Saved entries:
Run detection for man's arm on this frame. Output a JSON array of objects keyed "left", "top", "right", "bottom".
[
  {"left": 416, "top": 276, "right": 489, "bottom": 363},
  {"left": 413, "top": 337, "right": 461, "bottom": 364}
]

### Work item
Please print out every record exactly as it is written.

### Solution
Run detection for man's arm on this frame. Output a JSON array of objects keyed "left", "top", "right", "bottom".
[
  {"left": 416, "top": 276, "right": 489, "bottom": 363},
  {"left": 413, "top": 337, "right": 461, "bottom": 364}
]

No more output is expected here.